#### [Problem]
Reproduce verbatim the part of the entries that opens with the line containing "Kindly outline every instance of the beige" and closes at the end of the entries, both ends included.

#### [Extracted data]
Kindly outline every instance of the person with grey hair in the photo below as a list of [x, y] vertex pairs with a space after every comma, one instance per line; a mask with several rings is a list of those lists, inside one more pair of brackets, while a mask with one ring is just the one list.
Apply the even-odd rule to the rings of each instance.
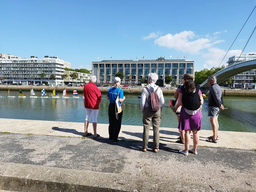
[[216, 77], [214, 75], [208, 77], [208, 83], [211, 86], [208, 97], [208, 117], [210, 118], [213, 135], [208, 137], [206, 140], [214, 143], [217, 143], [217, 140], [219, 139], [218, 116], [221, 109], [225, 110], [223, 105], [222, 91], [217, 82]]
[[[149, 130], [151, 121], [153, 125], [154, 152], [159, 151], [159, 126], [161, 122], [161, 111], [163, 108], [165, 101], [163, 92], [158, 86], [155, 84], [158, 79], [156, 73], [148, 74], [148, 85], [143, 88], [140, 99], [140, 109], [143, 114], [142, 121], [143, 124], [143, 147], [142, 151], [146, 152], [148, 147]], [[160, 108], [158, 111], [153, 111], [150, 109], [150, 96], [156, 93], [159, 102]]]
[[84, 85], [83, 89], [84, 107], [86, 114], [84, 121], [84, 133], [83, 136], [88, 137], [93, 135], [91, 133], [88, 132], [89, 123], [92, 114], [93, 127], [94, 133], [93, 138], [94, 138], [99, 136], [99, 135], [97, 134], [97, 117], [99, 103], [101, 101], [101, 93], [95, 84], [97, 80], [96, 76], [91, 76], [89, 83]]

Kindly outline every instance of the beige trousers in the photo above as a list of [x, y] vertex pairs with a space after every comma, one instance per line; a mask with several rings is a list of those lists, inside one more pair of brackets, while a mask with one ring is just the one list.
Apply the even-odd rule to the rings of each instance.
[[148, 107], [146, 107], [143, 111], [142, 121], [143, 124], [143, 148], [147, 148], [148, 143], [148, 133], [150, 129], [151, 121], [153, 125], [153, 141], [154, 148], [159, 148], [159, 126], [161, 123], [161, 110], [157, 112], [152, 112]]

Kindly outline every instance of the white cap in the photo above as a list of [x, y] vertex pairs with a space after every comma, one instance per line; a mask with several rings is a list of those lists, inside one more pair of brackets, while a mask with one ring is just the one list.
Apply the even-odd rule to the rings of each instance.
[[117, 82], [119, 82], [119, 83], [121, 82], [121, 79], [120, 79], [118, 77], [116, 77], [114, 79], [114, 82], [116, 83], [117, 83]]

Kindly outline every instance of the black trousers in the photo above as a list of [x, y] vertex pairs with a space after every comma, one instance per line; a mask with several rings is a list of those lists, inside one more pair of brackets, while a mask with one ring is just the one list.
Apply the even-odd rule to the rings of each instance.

#### [The completed task]
Kindly outline every instance of the beige trousers in the photo above as a list of [x, y] vertex pairs with a space after every comma, one instance per line; a mask with several rings is a list of those lists, inside one more pair of brackets, while a mask with one ring is just the one list.
Apply the even-odd rule to the rings of each instance.
[[148, 107], [146, 107], [143, 111], [142, 121], [143, 124], [143, 148], [147, 148], [148, 143], [148, 133], [150, 129], [151, 121], [153, 125], [153, 141], [154, 148], [159, 148], [159, 126], [161, 123], [161, 110], [157, 112], [152, 112]]

Kindly outline every instance of the white cap in the photo above as a list of [x, y] vertex pairs with a space after every comma, one instance per line; a mask with several rings is a list of those lists, inside one more pair of brackets, while a mask with one ring is just the one list.
Apply the even-odd rule to the rings of each instance.
[[117, 82], [119, 82], [119, 83], [121, 82], [121, 79], [120, 79], [118, 77], [116, 77], [114, 79], [114, 82], [116, 83], [117, 83]]

Kindly outline every instance of the black trousers in the photo above as a list of [x, y] vertex pairs with a space after every comma, one instance per line; a mask with several rings is a list of those lists, inside one more pair of brackets, while a mask with one ring is just the one list.
Apply the even-odd rule to the rings of each instance.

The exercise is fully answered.